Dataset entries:
··········

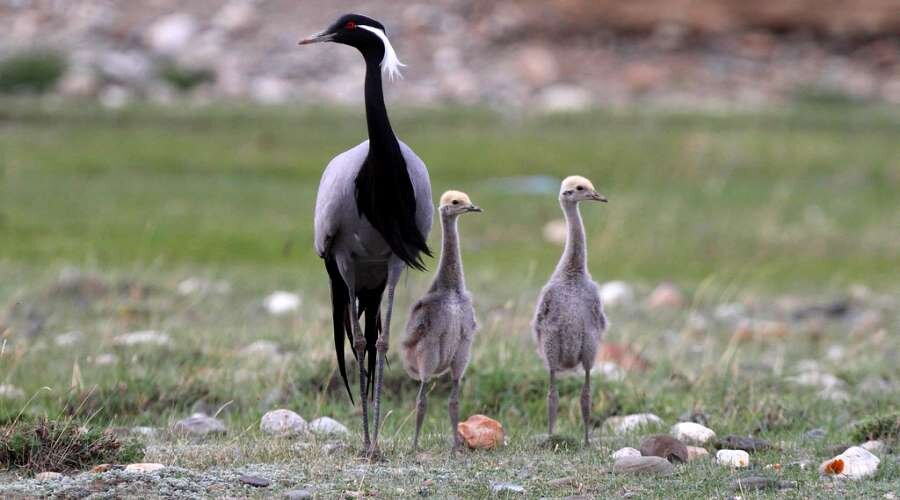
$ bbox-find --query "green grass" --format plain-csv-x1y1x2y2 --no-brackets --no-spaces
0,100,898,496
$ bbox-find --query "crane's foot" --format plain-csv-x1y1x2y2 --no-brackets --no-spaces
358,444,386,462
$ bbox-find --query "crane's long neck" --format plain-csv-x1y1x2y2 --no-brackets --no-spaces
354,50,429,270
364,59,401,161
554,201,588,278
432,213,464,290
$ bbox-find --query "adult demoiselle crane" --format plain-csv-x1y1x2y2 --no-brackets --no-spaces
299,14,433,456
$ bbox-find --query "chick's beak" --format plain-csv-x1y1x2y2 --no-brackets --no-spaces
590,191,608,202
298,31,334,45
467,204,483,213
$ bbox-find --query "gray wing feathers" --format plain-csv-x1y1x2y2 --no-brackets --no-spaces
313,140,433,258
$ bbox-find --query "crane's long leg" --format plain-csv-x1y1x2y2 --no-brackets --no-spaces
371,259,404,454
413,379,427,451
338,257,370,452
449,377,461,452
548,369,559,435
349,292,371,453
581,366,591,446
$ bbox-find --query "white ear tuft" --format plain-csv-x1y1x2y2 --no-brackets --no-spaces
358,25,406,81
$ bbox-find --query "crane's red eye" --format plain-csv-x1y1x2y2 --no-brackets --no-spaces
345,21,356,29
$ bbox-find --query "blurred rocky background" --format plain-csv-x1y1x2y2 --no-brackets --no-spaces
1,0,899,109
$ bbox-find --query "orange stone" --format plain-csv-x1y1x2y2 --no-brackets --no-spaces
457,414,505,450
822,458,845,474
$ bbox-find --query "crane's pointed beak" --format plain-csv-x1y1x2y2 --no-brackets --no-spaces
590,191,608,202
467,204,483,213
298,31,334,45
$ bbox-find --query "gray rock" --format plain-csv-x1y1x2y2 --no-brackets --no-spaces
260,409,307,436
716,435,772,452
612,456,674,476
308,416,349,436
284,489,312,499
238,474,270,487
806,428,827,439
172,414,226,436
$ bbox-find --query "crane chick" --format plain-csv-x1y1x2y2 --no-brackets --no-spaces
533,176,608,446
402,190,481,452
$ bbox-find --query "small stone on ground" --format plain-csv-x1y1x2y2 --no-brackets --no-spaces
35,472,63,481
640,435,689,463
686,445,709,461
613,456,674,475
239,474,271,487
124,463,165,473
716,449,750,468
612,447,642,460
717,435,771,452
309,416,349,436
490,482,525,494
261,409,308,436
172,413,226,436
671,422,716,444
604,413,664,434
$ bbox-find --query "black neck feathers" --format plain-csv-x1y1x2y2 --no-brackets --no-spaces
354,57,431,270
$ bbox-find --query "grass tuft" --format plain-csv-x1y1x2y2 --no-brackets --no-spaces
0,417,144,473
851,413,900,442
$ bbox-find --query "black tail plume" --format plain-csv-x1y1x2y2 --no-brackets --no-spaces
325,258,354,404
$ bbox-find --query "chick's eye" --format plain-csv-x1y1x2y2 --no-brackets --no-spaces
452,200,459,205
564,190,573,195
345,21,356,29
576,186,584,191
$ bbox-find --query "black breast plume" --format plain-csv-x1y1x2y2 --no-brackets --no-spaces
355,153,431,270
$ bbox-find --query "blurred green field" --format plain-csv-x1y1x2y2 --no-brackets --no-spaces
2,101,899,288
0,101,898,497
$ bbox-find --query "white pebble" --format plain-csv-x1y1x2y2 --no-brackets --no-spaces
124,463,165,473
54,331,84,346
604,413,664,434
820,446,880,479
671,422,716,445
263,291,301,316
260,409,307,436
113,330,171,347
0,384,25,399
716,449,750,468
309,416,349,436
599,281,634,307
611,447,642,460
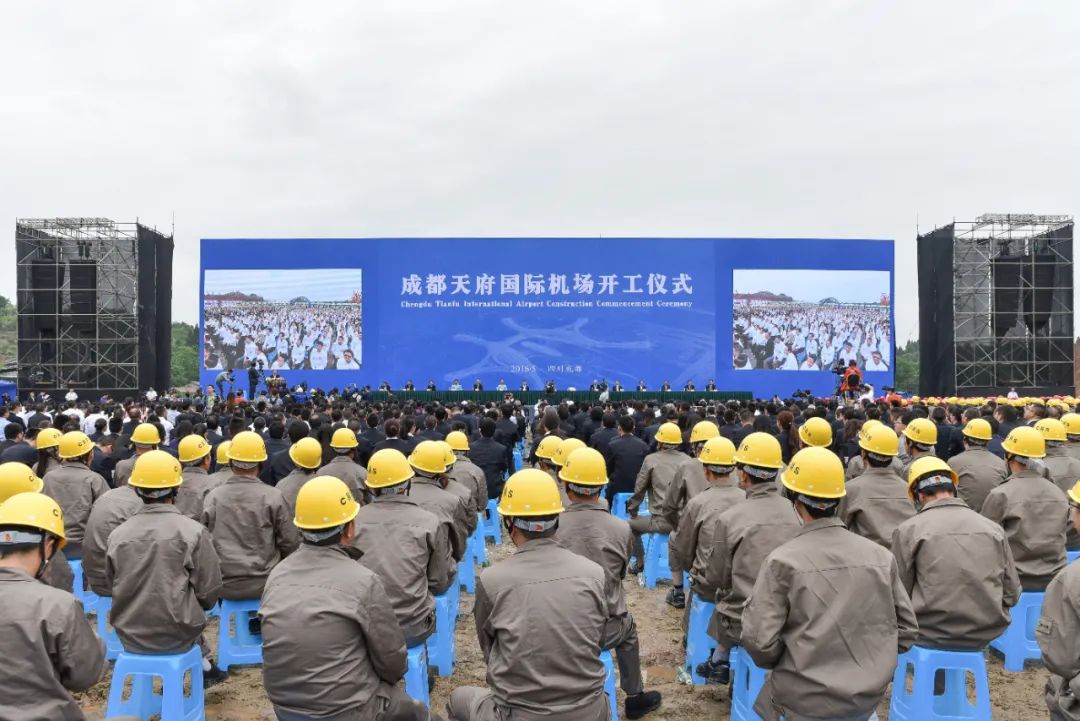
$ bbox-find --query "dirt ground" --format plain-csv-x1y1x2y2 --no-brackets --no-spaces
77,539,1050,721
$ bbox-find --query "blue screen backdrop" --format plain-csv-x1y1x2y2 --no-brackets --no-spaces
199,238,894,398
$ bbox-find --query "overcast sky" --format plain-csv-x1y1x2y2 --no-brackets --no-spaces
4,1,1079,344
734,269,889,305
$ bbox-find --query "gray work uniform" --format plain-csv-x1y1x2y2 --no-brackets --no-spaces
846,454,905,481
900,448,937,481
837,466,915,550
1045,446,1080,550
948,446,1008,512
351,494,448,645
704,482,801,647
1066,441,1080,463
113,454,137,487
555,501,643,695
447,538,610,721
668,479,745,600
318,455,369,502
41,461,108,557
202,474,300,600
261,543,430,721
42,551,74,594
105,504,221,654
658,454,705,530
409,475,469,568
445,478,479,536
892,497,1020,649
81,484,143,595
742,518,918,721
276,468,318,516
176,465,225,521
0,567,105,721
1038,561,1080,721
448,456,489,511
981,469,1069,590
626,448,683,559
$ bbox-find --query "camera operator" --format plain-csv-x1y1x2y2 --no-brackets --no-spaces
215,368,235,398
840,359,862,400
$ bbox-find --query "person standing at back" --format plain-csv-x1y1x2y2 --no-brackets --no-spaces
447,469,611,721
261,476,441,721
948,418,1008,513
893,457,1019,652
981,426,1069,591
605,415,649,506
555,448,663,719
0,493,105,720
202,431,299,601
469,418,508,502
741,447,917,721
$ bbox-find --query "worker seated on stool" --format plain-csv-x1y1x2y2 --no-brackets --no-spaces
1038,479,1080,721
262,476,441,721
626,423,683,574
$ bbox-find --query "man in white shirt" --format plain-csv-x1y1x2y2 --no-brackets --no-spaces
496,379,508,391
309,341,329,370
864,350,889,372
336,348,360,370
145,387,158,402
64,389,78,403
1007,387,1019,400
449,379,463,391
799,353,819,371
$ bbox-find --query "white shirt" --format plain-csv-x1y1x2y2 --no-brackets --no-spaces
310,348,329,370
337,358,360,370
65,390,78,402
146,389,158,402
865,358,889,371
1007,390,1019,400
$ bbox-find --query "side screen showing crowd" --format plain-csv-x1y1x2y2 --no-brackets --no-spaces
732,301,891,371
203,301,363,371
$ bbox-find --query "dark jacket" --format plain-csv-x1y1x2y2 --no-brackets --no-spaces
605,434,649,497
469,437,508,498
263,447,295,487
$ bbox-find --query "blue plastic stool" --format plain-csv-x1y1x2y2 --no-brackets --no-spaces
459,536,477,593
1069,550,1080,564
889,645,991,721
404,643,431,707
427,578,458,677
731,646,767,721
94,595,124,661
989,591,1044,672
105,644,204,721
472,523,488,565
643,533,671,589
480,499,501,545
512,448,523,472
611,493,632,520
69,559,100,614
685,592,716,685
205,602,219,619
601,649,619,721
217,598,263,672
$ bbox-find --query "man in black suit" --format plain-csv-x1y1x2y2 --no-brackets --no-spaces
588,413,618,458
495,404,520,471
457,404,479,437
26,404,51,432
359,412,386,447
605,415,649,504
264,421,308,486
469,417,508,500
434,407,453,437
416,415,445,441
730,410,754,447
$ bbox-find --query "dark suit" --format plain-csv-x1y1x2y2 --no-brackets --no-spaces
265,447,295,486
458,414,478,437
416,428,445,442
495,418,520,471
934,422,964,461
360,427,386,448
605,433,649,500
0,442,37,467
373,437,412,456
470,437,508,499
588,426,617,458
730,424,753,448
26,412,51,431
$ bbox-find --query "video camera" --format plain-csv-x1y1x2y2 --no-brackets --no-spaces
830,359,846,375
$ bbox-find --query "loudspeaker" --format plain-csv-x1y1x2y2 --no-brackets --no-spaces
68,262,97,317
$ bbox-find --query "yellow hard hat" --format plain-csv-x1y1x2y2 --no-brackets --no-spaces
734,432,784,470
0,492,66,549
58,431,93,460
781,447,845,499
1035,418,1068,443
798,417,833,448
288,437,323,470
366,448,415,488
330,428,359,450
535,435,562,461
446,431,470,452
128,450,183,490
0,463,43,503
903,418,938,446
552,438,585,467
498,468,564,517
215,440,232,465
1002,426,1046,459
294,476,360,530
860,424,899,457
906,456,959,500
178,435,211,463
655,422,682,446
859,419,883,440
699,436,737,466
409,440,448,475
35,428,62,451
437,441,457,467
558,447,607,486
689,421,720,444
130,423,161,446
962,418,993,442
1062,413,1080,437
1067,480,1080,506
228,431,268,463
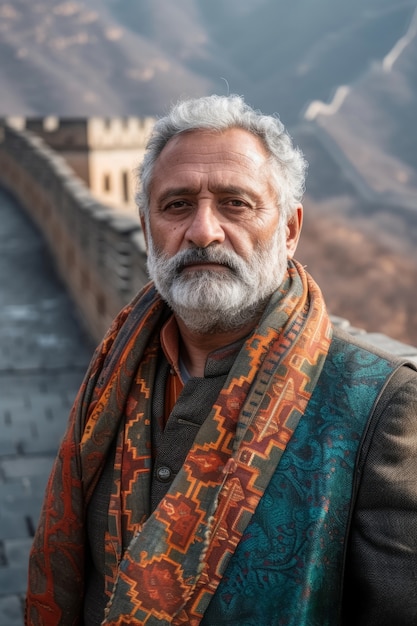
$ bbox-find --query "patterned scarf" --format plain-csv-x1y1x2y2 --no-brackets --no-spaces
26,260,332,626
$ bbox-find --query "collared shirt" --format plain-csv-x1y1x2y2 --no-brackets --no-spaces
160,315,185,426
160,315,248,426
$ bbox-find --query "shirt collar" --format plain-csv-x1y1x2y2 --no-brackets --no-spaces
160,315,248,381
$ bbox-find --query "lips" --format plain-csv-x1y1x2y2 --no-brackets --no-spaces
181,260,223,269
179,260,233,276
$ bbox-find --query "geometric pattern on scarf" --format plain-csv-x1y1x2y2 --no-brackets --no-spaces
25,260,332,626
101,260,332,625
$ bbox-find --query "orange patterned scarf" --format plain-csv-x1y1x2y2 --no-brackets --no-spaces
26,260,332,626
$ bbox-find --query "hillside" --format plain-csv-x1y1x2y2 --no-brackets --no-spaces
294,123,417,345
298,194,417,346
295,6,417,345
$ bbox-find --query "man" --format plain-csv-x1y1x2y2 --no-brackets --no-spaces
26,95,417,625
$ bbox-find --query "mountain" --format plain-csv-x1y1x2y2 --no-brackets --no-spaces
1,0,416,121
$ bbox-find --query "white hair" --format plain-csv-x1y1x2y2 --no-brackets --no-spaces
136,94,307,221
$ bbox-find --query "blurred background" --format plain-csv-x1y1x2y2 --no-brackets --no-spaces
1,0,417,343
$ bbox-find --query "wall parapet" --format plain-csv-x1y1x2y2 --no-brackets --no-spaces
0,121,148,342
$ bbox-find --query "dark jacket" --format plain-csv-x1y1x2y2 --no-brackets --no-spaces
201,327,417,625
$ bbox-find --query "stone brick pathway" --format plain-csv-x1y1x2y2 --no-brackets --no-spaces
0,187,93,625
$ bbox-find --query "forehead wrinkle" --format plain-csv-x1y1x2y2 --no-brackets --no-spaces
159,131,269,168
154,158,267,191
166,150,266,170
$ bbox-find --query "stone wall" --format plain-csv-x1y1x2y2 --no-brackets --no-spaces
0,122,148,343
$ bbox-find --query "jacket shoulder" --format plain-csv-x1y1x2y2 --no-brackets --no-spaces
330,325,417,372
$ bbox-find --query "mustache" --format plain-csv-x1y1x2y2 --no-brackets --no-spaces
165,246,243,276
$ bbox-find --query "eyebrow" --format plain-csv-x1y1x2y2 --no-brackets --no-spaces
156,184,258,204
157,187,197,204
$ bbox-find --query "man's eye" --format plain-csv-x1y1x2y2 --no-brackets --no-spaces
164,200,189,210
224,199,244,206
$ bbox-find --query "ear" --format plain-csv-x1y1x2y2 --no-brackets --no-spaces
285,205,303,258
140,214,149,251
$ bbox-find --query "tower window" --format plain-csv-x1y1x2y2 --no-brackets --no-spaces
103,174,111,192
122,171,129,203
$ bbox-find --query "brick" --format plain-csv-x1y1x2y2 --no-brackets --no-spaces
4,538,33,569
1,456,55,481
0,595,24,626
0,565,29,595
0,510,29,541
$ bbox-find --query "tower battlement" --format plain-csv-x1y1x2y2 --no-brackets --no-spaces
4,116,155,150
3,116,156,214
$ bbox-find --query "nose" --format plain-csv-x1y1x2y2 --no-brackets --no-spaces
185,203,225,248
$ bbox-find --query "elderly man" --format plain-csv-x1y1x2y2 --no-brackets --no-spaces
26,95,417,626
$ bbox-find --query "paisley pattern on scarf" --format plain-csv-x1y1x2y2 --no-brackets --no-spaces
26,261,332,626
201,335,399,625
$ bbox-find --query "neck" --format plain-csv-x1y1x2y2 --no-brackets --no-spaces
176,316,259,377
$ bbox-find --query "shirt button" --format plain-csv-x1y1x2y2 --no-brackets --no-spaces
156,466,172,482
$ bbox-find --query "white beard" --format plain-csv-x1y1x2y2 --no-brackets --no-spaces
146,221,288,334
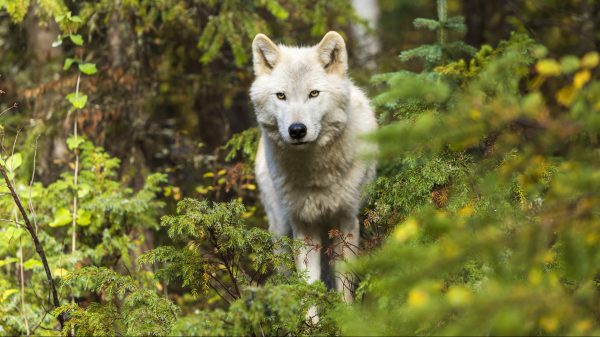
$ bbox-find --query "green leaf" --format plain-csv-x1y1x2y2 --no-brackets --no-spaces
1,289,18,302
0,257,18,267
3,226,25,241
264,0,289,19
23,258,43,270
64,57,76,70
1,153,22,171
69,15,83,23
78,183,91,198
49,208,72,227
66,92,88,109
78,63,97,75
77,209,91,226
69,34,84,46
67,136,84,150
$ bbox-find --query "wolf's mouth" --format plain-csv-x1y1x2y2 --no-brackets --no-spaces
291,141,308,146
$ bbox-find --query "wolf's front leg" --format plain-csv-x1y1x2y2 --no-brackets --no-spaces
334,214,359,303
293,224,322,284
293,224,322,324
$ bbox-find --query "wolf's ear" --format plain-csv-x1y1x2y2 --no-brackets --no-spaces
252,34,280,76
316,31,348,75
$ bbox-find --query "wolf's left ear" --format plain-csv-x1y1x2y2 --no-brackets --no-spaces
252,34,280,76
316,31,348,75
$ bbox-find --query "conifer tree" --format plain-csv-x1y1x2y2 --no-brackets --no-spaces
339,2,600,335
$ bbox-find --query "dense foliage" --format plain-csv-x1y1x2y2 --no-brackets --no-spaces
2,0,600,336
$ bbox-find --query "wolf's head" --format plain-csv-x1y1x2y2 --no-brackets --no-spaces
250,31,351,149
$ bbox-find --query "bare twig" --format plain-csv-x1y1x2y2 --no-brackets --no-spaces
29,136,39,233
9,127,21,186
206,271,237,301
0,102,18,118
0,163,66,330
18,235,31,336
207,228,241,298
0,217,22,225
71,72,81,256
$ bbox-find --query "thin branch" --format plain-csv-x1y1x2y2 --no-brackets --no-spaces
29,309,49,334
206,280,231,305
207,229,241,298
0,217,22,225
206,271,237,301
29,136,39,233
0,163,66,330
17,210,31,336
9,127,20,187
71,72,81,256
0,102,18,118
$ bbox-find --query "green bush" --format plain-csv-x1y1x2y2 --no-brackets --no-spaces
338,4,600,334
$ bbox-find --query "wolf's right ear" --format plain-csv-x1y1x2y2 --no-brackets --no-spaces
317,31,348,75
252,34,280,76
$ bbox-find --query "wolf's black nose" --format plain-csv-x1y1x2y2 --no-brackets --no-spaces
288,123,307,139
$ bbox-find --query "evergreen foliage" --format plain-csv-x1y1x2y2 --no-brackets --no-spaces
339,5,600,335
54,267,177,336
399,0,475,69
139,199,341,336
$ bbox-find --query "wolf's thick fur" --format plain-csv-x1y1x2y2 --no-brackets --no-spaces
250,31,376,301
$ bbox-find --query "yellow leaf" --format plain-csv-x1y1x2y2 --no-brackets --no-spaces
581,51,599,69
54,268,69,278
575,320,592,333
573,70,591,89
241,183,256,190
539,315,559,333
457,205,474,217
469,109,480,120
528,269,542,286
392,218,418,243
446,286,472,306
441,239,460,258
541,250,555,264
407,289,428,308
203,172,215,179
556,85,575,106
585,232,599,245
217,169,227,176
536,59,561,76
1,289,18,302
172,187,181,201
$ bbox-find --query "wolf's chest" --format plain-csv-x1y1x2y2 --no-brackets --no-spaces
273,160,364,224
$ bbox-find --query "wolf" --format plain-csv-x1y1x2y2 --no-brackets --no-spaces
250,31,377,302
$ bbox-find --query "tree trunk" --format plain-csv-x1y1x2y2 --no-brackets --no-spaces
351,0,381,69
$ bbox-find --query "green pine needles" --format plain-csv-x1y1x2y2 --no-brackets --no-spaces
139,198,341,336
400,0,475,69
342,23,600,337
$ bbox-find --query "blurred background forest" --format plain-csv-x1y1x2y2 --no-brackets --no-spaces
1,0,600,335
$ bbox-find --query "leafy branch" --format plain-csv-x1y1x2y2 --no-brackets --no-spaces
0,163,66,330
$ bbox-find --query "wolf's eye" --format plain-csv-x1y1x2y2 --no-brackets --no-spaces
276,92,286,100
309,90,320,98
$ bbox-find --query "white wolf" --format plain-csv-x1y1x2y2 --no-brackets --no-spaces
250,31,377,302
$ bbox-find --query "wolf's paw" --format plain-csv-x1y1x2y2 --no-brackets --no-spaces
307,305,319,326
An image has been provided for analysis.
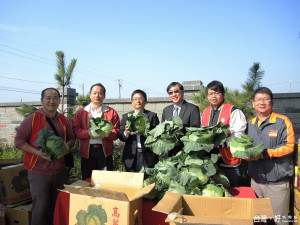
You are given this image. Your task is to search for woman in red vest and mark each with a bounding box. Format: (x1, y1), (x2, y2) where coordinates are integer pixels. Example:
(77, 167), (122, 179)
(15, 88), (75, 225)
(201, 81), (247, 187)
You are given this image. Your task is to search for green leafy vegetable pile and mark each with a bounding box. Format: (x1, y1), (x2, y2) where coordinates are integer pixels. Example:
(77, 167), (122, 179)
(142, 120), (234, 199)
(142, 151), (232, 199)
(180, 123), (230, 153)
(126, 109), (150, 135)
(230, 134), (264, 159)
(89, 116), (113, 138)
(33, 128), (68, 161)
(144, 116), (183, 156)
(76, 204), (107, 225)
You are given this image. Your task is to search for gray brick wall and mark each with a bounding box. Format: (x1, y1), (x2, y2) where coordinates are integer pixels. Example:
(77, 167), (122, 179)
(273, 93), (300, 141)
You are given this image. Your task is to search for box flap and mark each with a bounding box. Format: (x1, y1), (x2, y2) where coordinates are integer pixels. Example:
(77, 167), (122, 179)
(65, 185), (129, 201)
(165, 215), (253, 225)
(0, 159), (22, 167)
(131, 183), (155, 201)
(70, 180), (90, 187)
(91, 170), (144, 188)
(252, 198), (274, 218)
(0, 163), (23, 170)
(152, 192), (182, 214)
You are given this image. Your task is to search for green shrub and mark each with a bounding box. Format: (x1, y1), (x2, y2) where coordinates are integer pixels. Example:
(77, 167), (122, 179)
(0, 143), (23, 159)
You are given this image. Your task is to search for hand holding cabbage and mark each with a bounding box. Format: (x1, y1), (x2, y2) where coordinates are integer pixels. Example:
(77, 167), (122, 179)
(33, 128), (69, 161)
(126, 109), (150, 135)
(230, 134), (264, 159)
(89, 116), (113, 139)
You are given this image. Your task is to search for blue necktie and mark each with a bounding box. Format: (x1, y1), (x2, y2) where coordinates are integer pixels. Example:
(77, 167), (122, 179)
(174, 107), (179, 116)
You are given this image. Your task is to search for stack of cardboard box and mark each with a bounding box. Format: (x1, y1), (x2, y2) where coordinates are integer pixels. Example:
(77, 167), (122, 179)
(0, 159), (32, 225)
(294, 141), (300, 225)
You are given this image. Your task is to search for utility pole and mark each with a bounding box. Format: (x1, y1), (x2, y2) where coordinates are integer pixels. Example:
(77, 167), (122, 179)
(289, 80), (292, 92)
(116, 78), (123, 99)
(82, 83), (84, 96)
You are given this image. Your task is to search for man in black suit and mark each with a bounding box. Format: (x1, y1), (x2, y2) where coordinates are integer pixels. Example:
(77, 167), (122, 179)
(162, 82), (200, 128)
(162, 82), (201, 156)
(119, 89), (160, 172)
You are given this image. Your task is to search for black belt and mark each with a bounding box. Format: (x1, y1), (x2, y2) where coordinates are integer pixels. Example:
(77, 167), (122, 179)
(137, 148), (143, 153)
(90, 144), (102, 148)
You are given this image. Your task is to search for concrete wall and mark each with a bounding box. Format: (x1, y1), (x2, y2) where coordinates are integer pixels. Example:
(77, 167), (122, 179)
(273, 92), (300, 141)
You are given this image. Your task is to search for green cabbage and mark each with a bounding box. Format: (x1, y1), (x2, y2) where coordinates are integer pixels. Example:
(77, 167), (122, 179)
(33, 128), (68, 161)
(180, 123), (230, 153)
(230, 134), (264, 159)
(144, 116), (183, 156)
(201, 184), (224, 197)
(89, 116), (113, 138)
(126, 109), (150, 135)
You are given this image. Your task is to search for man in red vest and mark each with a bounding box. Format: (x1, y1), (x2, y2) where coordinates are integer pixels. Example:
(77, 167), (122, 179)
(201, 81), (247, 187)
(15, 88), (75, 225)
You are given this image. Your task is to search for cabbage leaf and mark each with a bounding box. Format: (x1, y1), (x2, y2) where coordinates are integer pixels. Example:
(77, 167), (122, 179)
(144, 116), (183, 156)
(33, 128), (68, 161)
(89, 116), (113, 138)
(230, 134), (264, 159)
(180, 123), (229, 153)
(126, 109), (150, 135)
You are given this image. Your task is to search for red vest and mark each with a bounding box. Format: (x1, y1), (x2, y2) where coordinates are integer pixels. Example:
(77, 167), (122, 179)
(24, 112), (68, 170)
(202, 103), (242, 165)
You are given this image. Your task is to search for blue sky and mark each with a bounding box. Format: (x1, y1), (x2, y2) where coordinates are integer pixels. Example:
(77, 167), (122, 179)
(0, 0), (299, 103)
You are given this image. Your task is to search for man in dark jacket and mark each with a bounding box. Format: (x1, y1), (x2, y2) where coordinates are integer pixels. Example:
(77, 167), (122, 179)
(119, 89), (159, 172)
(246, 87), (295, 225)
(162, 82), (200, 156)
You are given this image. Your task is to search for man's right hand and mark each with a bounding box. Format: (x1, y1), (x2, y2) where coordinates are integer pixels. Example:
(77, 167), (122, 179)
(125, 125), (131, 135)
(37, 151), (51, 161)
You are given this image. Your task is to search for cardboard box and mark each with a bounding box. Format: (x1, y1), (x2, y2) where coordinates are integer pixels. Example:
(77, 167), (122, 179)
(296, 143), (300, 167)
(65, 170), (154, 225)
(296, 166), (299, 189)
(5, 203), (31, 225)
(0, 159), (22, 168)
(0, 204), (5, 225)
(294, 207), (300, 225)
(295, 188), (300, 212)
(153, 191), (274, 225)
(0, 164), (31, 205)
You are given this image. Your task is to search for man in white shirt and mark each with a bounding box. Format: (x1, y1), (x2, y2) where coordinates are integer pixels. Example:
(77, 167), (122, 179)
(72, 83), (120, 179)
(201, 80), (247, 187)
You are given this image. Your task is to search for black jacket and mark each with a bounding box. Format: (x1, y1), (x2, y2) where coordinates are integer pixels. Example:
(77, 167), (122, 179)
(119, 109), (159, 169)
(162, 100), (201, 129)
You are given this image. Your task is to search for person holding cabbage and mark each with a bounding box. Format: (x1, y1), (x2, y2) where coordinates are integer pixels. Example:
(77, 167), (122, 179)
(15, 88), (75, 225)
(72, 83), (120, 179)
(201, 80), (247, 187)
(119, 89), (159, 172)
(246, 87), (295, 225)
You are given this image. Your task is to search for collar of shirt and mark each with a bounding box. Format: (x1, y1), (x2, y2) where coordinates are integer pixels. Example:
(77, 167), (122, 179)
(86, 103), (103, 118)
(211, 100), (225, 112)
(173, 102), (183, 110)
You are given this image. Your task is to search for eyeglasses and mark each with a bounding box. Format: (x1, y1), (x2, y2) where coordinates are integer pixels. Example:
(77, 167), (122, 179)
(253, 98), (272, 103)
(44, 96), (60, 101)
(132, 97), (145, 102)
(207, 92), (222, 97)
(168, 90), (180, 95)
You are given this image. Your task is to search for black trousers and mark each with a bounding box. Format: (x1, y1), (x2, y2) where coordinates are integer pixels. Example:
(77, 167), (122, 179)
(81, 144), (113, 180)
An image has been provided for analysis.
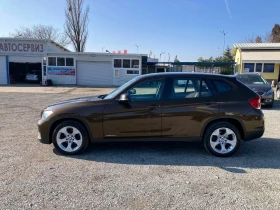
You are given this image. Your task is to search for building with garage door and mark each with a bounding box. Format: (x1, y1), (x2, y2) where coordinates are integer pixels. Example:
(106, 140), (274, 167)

··········

• _TASK OBJECTIVE_: Please report all lines in the entries where "holding" appears.

• _EXPECTED ANSWER_:
You are given this image. Your task is to search for hand holding cabbage and mark each with a bounding box. Format: (x1, y1), (x2, y2) where coordinates are integer pixels. Example:
You are given this image. Your task is to search for person holding cabbage and mark each with a bounding box. Format: (x1, y1), (x2, y2) where coordinates are integer pixels. Example:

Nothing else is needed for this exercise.